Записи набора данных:

==================================================

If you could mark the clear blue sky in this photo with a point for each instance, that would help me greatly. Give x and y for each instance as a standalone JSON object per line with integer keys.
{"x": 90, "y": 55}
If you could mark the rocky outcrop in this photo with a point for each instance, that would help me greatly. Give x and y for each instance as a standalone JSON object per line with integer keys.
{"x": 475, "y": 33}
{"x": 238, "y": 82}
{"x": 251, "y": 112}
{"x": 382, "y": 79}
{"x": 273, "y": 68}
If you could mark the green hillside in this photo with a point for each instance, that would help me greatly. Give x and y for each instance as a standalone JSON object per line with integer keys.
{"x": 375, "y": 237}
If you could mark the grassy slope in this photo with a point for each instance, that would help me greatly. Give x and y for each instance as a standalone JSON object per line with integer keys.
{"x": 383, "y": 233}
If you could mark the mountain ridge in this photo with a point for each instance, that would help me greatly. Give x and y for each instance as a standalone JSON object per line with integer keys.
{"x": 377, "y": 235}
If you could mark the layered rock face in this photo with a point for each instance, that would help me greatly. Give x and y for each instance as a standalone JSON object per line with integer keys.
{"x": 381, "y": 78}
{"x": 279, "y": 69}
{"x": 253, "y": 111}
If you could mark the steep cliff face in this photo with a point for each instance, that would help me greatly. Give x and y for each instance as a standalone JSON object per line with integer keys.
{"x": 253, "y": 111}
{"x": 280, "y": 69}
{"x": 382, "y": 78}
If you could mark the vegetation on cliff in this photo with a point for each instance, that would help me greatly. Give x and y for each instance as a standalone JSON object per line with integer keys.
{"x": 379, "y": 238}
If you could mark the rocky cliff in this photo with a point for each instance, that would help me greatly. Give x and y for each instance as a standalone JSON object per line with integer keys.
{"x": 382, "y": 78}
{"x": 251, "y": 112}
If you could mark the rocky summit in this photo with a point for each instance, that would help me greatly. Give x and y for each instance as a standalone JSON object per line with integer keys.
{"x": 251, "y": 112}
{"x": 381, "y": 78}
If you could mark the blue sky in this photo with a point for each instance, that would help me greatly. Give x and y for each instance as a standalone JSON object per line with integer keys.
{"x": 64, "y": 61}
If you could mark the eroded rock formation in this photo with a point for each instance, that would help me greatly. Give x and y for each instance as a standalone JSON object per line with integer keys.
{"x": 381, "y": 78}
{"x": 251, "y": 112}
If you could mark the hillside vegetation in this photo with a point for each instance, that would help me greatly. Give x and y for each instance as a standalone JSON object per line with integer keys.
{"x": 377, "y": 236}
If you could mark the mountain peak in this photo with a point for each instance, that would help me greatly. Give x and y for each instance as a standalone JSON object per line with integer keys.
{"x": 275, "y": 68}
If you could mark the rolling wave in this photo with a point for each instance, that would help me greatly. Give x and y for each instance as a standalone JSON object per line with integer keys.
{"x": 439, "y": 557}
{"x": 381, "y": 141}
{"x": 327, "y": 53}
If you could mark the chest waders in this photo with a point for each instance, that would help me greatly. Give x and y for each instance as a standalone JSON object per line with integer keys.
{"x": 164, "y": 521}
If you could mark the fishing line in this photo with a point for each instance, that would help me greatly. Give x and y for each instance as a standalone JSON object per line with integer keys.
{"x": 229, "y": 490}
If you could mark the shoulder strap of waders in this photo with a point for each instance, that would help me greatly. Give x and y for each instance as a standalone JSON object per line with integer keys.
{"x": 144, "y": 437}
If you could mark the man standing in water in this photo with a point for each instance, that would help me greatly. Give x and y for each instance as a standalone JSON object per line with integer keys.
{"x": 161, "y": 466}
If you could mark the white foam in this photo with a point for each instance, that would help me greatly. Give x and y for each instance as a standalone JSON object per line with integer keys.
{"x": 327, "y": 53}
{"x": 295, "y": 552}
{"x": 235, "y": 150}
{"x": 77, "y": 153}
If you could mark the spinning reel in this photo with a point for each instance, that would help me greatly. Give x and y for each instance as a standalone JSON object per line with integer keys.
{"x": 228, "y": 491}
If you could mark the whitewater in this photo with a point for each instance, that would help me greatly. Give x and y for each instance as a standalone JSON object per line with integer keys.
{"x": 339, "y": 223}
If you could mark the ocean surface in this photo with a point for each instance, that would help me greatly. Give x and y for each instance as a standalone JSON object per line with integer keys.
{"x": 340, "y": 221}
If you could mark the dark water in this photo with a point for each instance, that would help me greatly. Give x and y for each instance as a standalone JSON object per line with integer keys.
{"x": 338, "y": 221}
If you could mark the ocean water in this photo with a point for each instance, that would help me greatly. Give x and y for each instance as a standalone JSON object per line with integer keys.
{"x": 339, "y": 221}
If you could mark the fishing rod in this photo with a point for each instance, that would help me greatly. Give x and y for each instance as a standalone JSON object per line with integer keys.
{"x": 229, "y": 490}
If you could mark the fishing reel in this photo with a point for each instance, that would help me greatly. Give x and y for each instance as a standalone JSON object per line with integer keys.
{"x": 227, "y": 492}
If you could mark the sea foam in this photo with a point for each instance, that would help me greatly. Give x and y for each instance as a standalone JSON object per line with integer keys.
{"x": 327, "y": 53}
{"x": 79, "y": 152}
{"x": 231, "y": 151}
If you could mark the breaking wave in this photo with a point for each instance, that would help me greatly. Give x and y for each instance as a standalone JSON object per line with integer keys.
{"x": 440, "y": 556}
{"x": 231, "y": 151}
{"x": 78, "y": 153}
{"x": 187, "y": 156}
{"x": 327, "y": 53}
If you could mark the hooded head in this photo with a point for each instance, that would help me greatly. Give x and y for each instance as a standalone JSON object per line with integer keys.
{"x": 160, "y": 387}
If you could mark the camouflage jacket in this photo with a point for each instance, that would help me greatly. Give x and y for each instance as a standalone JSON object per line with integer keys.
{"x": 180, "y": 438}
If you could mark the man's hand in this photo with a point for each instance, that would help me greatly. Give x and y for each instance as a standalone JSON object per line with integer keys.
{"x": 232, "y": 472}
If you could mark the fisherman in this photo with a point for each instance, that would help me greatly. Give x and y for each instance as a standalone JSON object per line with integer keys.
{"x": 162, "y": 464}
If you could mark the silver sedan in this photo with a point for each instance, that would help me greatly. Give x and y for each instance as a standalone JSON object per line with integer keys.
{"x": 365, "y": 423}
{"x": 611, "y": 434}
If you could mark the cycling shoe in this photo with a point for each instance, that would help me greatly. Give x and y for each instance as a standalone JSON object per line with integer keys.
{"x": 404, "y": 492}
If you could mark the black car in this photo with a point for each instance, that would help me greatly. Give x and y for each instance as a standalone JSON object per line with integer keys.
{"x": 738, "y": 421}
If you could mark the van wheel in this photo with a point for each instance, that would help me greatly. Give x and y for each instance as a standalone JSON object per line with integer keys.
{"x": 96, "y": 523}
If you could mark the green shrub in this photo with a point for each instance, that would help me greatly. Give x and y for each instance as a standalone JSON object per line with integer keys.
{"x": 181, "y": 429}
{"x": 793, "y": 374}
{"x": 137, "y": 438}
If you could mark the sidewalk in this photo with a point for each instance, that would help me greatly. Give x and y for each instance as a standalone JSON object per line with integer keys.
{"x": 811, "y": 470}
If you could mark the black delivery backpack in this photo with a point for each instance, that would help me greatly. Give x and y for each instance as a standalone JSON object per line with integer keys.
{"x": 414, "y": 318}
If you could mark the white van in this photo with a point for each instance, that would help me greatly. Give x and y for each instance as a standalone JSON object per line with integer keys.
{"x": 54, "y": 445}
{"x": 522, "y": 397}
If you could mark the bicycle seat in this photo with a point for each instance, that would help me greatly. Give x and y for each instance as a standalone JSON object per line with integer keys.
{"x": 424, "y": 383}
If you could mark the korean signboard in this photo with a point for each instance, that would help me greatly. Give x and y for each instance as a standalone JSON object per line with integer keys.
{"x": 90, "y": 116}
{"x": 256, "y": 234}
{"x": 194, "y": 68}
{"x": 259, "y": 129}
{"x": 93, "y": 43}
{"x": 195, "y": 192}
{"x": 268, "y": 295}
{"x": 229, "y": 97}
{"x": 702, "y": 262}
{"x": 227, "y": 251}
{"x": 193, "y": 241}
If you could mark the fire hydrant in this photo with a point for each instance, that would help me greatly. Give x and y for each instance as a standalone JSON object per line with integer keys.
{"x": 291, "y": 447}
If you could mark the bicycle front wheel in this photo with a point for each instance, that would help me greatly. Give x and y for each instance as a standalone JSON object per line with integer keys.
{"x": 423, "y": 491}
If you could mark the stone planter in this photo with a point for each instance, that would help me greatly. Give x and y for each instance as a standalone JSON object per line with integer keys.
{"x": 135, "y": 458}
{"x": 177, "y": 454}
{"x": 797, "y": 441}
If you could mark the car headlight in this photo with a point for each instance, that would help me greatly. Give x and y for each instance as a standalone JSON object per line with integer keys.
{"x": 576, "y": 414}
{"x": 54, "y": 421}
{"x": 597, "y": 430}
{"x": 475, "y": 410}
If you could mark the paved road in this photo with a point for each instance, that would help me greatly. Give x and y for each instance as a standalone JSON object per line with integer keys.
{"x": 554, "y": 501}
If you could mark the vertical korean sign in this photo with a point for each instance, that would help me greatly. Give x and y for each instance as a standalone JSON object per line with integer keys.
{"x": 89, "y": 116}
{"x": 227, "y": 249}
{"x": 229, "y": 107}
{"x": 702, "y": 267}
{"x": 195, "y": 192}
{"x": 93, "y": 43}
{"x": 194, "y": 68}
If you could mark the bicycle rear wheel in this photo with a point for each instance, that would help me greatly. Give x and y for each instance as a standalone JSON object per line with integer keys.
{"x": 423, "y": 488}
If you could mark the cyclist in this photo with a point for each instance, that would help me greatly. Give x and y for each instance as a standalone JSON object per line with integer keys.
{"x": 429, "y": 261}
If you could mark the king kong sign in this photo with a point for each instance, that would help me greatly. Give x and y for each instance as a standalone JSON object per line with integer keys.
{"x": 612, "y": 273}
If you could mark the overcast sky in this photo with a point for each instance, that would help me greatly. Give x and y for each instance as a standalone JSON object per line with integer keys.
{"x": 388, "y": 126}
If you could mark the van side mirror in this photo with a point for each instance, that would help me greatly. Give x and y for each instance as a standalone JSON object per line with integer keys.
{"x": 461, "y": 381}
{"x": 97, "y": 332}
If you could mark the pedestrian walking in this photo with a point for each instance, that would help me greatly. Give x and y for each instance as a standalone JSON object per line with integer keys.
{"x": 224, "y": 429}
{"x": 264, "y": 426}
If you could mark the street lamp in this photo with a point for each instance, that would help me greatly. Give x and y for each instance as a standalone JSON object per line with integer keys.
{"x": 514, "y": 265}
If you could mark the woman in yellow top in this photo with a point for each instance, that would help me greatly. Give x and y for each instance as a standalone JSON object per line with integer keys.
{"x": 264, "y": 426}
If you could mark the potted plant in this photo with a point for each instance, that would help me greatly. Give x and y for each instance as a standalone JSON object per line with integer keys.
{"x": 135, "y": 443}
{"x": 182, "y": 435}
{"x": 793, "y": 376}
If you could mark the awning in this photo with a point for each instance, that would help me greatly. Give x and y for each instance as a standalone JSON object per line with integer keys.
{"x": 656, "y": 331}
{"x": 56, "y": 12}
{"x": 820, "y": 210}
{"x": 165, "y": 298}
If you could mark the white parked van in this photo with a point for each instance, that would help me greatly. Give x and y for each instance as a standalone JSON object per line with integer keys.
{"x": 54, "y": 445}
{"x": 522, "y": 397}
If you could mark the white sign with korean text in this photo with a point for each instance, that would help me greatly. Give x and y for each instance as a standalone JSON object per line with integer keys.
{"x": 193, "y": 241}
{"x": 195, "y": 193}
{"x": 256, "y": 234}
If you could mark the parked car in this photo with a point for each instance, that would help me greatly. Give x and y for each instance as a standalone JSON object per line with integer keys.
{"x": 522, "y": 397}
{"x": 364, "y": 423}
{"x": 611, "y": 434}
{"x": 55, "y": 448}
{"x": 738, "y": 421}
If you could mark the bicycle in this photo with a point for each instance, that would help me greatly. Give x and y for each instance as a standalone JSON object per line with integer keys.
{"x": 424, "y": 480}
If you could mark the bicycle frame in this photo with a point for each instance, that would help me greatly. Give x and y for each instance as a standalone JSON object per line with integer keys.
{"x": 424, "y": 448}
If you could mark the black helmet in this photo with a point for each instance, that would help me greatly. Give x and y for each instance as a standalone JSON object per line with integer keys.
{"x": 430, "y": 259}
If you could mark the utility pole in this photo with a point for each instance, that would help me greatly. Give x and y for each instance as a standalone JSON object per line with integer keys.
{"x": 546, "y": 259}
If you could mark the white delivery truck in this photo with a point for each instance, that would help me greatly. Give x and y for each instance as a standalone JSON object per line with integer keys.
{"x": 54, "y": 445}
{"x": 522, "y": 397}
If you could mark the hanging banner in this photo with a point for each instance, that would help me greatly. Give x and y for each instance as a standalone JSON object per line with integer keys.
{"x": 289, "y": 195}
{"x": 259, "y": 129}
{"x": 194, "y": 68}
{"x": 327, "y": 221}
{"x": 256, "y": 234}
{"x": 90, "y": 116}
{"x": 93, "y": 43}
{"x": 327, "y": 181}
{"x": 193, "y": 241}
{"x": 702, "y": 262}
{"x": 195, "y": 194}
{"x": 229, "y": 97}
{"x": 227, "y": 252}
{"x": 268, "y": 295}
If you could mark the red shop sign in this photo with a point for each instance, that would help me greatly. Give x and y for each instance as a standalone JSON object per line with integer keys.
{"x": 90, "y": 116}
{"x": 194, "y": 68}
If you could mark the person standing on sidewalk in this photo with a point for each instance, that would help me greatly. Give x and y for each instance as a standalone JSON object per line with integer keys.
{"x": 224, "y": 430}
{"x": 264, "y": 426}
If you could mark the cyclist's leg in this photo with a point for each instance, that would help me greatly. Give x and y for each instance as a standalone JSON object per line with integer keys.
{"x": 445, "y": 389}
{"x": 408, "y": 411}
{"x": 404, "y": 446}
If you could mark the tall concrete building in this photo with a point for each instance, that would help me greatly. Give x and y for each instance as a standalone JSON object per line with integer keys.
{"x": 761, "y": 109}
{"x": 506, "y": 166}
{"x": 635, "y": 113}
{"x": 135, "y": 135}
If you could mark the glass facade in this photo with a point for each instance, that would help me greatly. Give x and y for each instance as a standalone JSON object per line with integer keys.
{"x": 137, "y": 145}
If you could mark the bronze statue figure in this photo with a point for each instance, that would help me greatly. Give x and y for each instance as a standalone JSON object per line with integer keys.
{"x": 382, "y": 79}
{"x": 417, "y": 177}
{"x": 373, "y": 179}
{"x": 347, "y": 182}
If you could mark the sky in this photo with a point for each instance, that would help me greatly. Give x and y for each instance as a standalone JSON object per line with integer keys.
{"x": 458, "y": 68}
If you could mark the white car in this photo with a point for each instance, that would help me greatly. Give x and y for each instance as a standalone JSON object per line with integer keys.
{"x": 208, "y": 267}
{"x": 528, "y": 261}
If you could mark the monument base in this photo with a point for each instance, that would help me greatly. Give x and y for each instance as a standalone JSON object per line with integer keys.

==================================================

◆ ЗАДАНИЕ ◆
Поместите в JSON-список строк строки записей от строки, содержащей «If you could mark the white car», до конца записей включительно. Каждая строка должна стать отдельным значением, пустые строки пропустите.

◆ ОТВЕТ ◆
[
  "If you could mark the white car in this photo with a point for each instance, that would help me greatly. Give x and y for each instance as a standalone JSON object per line with integer keys.",
  "{\"x\": 208, \"y\": 267}",
  "{\"x\": 528, \"y\": 261}",
  "If you could mark the monument base in this photo with a point for each instance, that would help me greatly. Give x and y for each instance as a standalone JSON object per line with integer keys."
]